**Data supplied**:
....................
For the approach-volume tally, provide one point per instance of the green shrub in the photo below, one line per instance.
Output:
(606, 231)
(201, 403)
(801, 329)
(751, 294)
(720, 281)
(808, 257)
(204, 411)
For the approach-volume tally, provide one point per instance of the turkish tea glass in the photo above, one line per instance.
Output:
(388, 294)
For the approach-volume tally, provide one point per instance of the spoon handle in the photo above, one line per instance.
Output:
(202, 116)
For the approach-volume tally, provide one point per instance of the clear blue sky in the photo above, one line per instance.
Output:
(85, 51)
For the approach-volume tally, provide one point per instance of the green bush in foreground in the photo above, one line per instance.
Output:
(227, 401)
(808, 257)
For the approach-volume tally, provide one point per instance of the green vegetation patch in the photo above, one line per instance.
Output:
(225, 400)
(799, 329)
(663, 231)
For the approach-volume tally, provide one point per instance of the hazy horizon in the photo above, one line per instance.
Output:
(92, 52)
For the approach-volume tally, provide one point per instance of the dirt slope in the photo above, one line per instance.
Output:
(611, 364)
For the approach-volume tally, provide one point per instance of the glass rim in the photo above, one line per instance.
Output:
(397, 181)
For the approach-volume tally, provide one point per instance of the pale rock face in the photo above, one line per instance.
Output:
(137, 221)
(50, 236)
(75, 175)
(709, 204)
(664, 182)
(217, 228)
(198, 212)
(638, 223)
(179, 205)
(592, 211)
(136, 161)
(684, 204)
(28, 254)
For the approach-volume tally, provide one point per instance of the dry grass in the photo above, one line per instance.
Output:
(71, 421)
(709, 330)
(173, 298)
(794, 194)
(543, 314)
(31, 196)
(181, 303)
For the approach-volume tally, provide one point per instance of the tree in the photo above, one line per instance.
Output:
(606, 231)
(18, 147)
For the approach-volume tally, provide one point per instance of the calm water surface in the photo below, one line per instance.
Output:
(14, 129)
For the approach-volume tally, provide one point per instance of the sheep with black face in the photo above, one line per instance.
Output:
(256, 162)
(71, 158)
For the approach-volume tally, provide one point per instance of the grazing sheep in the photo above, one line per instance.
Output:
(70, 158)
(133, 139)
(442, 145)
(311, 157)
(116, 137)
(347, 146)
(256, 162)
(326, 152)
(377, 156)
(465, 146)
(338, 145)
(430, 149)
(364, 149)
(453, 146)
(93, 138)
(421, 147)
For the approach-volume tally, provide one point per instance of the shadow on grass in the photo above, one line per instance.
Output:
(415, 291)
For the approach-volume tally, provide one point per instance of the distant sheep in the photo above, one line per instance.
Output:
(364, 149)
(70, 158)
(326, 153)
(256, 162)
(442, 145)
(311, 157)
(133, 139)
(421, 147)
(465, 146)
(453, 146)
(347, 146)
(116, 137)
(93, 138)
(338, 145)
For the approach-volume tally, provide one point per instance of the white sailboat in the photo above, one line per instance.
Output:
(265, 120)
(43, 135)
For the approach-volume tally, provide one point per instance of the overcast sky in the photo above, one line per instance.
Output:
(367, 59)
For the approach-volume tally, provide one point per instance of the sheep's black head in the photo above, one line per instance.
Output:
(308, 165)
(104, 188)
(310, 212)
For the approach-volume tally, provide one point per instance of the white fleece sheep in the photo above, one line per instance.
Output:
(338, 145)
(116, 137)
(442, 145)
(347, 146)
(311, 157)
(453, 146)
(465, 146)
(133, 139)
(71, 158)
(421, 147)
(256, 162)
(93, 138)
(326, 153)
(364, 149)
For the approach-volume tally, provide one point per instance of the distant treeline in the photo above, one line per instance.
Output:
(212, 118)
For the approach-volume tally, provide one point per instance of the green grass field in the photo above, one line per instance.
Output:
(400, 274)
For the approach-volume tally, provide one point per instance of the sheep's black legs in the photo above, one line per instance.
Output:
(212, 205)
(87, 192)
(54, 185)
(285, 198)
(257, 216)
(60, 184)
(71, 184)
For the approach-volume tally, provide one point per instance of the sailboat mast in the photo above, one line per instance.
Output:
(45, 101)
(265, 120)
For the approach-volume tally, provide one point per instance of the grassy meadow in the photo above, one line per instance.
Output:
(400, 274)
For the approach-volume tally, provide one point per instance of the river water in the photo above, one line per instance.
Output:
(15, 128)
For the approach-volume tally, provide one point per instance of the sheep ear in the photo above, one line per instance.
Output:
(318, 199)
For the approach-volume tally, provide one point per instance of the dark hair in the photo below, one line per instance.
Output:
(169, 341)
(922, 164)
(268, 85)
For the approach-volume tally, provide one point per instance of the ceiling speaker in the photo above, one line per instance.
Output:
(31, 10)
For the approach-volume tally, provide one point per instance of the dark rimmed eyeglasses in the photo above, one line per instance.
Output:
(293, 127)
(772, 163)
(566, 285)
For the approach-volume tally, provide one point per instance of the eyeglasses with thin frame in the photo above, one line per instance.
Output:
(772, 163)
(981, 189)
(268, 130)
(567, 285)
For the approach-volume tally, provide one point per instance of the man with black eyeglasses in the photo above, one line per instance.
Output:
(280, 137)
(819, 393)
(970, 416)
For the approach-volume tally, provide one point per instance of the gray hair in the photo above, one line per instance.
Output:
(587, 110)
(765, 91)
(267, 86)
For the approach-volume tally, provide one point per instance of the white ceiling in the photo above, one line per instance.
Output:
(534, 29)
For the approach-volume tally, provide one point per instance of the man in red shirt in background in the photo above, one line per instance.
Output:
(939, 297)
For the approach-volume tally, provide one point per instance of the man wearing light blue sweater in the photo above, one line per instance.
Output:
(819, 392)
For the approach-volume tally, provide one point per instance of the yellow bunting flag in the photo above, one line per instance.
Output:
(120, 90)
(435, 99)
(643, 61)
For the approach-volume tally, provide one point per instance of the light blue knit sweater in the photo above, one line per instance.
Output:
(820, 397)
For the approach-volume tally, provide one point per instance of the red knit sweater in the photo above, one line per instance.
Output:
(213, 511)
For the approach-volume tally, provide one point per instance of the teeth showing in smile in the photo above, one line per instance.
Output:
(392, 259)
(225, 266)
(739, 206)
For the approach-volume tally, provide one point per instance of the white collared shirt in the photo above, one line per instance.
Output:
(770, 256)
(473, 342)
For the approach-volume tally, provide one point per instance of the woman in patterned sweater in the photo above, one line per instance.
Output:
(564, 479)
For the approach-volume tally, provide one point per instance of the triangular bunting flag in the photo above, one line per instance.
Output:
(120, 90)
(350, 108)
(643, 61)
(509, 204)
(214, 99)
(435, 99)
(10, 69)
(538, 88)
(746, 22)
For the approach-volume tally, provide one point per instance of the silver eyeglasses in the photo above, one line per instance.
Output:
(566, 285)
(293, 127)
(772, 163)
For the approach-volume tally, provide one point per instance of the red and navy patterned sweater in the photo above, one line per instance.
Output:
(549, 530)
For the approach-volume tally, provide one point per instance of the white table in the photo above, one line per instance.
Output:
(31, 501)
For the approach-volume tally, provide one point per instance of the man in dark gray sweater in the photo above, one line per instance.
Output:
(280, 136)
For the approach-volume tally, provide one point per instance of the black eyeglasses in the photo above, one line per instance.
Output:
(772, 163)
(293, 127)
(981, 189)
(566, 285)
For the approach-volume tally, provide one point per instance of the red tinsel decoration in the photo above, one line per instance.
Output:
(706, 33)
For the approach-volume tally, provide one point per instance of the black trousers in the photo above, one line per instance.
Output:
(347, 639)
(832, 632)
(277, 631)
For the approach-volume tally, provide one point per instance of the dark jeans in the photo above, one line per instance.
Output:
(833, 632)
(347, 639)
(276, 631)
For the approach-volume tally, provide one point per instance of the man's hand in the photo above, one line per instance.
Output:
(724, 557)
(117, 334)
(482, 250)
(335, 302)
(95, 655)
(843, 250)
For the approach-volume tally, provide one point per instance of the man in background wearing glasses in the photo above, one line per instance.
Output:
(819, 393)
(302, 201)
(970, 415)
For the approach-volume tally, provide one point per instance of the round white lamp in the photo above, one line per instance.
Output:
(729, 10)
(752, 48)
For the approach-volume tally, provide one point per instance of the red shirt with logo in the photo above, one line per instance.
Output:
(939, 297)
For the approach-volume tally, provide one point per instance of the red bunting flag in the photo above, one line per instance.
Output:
....................
**Work request**:
Nothing but a number should be given: the count of lines in the data above with the word "light".

**Task solution**:
2